:: RECORDS SHOWN ::
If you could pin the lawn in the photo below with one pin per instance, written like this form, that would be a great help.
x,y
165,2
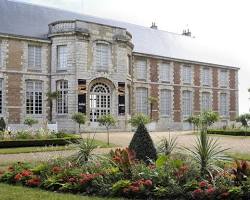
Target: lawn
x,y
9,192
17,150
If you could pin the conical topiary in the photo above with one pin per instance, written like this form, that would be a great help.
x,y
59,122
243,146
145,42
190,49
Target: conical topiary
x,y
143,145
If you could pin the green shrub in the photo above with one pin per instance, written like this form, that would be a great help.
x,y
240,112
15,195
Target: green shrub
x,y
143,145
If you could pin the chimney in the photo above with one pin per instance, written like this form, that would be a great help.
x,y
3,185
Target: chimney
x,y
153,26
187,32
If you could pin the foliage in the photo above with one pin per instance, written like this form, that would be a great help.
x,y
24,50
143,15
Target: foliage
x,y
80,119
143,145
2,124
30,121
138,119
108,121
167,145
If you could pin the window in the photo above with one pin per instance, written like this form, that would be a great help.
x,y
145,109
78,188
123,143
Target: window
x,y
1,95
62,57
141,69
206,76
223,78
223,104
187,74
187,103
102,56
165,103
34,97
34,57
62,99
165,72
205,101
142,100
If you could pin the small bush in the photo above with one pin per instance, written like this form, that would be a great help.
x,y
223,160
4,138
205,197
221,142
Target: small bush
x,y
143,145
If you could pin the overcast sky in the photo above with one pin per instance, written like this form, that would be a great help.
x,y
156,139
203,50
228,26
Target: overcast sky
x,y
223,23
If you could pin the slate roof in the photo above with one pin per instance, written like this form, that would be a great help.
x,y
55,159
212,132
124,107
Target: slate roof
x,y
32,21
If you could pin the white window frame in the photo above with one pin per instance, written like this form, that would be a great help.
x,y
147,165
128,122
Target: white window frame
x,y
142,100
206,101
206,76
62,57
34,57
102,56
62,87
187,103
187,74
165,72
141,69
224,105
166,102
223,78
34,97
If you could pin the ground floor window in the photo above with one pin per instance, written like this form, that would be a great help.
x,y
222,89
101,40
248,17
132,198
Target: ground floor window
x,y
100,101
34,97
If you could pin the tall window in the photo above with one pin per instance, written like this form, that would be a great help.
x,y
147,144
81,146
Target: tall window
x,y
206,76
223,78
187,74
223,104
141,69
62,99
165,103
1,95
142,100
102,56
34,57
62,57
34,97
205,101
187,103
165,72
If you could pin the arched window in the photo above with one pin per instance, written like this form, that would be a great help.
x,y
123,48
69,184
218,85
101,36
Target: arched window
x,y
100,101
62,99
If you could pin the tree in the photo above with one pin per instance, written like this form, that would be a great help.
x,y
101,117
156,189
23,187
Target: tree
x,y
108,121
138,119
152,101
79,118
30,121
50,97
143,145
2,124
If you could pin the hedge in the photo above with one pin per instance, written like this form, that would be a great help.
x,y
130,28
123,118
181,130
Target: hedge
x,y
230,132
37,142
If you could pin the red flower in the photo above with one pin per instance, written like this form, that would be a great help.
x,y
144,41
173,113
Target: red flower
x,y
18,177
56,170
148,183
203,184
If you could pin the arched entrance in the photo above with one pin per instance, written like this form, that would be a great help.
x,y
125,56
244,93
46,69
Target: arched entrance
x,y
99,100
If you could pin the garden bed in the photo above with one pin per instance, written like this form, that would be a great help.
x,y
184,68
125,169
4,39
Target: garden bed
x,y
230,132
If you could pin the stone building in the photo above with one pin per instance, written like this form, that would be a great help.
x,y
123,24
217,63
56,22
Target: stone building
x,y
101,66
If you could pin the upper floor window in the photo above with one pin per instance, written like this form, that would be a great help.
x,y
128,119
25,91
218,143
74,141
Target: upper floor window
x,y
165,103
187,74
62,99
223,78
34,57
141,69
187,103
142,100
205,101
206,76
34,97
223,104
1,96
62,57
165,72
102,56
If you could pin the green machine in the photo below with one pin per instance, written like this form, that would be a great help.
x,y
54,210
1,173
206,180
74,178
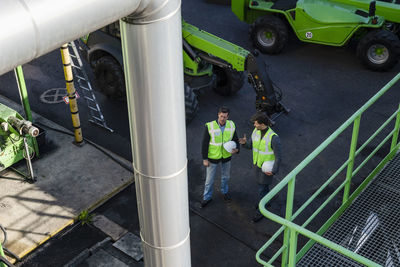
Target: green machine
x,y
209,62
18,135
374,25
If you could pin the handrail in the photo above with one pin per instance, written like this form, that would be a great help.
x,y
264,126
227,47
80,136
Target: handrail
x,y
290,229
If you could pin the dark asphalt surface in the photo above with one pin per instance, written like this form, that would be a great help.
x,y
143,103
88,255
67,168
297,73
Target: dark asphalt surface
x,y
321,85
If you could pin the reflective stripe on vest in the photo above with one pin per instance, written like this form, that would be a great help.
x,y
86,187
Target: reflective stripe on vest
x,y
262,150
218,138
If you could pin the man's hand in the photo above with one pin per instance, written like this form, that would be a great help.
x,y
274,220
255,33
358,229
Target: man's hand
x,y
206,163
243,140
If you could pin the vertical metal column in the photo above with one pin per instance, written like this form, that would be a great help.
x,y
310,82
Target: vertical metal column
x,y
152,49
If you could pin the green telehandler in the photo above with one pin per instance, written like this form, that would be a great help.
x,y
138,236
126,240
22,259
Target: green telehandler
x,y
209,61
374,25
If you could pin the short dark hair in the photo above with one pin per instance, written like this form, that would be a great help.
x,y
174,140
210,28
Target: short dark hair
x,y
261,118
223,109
:::
Your answer should consist of the lines from the listing that hold the word "below".

If you could pin the lawn in the photo below with one pin per instance, written like this form, that would be a great help.
If you could pin the green machine in the photo below with one pin per instance, written like this form, that would be a great help.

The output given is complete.